Si Tjonat was directed by Nelson Wong, who produced the film in conjunction with his business partner Jo Eng Sek. The two had established Batavia Motion Picture in 1929. Wong had previously directed a single fiction film, the commercial flop Lily van Java (1928), with funding from a high-ranking General Motors employee in Batavia named David Wong. (Note: No relation) Jo Eng Sek, a shop owner, had never produced a film.

The story for Si Tjonat was based on the novel Tjerita Si Tjonat, written by reporter F.D.J. Pangemanann and first published in 1900. The story had proved popular with ethnic Chinese readers. It was often adapted to the stage by Betawi stage troupes as a lenong stage performance. (Note: It remained popular until after Indonesia's independence in 1945 (Toer 1982).) The story was selected by Jo Eng Sek. Several changes were introduced to the story. For instance, in the novel Lie A Tjip was a poor farmer, whereas in the film he was wealthy. Lie Gouw Nio, meanwhile, was not depicted as a poor Chinese woman, but the "a modern girl, dressed in a skirt, shoes, socks, and bobbed hair". (Note: Original: "... gadis modern jang berpakean rok, spatoe, kous, dan ramboet di-bob.")

The silent film was shot in black-and-white and starred Ku Fung May and Herman Sim. Sim, of peranakan Chinese descent, had previously acted in Shanghai, while Ku Fung May had no film experience. The martial arts sequences used in the film were inspired by Hollywood Westerns, then popular in the Indies.

==Release and reception==
Si Tjonat was released in 1929. Although a work of fiction, it was advertised as based on a true story; this had been common in works of Malay literature at the turn of the 20th century, including Tjerita Si Tjonat. The film was one in a line of domestic productions targeted primarily at ethnic Chinese audiences, following Lily van Java and Setangan Berloemoer Darah (both 1928); film historian Misbach Yusa Biran writes that this was evident from the predominantly Chinese production team and cast. (Note: The Chinese and native ethnic groups were divided both legally and culturally. The Dutch colonial government enacted legislation which stratified the Indies population at three levels, with the Chinese as middlemen between the higher-class Dutch and lower-class natives. Culturally, peranakan Chinese tended to orient themselves with mainland China and not the various native cultures, such as the Sundanese or Javanese. Although the Chinese were a small minority in the Indies, they maintained a higher standard of living than natives (Sukma 1999).) Native audiences also enjoyed the film, particularly its action sequences. Indonesian film critic Salim Said writes that it was of distinctly commercial orientation, meant only to turn a profit.

---

**TASK ITEM A:**
Reproduce the stretch of the excerpt on Si Tjonat from "The silent film" through "in the Indies.".
**TASK ITEM B:**
Answer these questions using the excerpt on Si Tjonat:
(i) In what year was Batavia Motion Picture established?
(ii) Who wrote the novel Tjerita Si Tjonat?
(iii) Where had Herman Sim acted before this film?
**TASK ITEM C:**
Write what comes next in the excerpt on Si Tjonat, picking up after its final sentence.

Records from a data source
---

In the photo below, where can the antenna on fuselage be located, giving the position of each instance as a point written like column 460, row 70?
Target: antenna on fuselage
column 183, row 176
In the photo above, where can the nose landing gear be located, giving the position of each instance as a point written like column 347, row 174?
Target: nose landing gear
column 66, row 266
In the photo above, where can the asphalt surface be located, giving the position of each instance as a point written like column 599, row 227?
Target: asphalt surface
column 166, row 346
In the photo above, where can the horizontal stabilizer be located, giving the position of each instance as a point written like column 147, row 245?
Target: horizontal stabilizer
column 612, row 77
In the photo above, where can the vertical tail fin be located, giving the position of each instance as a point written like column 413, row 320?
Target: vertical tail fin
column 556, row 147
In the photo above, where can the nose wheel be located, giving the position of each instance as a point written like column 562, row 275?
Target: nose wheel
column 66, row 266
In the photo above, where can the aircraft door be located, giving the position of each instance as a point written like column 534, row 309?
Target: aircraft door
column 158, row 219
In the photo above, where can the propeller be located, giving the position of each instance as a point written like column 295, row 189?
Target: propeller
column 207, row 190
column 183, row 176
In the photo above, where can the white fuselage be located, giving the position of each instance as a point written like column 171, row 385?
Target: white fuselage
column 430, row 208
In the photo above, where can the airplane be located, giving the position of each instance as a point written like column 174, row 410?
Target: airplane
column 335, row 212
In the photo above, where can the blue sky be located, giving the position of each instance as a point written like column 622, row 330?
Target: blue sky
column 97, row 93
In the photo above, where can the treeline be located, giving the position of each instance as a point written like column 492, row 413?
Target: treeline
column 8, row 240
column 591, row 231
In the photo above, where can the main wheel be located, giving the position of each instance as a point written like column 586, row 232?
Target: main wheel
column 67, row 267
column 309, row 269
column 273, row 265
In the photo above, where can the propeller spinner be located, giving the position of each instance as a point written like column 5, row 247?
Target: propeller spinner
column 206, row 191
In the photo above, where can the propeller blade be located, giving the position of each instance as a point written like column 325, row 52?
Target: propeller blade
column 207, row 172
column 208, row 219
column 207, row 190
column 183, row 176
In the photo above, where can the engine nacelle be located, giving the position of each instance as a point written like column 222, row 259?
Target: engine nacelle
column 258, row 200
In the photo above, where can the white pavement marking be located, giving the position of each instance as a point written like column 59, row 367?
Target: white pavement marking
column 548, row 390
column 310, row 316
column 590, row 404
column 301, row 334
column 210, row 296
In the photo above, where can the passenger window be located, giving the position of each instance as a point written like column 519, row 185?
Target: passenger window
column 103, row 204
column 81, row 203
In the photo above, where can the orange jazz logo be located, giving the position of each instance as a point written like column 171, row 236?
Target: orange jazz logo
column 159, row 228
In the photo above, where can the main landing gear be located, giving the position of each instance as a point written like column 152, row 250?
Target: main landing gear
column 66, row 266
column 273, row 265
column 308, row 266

---

**ANSWER A:**
The silent film was shot in black-and-white and starred Ku Fung May and Herman Sim. Sim, of peranakan Chinese descent, had previously acted in Shanghai, while Ku Fung May had no film experience. The martial arts sequences used in the film were inspired by Hollywood Westerns, then popular in the Indies.

**ANSWER B:**
(i) 1929
(ii) F.D.J. Pangemanann
(iii) Shanghai

**ANSWER C:**
Sales figures are unclear. Said writes that it was a commercial success, while Biran – noting that Batavia Motion Picture was dissolved not long after Si Tjonats release – suggests that returns were poor. Reviews were mixed. In general the press criticised the emphasis on murder and crime, while in Panorama magazine, Kwee Tek Hoay wrote that the film had been "fairly well produced", (Note: Original: "... atoerannja loemajan djoega".) emphasising Sim's acting – particularly his martial arts skills. Kwee concluded that what few mistakes were found in the film were, ultimately, insignificant.

Although Si Tjonat was initially intended to be a serial, production of the second instalment halted after the closure of Batavia Motion Picture. Jo Eng Sek left the industry completely, only returning in 1935 to produce Poei Sie Giok Pa Loei Tay. Wong, meanwhile, remained active in the cinema together with his brothers Joshua and Othniel. Using the banner Halimoen Film they later cast Sim in their 1931 film Si Pitoeng. Ku Fung May did not act in another film. Several films centred on bandits, including Lie Tek Swie's Si Ronda (1930) and the Wongs' Rampok Preanger (1929) and Si Pitoeng (1931), followed soon after Si Tjonat.

Si Tjonat is likely a lost film. The American visual anthropologist Karl G. Heider writes that all Indonesian films from before 1950 are lost. However, J.B. Kristanto's Katalog Film Indonesia (Indonesian Film Catalogue) records several as having survived at Sinematek Indonesia's archives, and Biran writes that several Japanese propaganda films have survived at the Netherlands Government Information Service.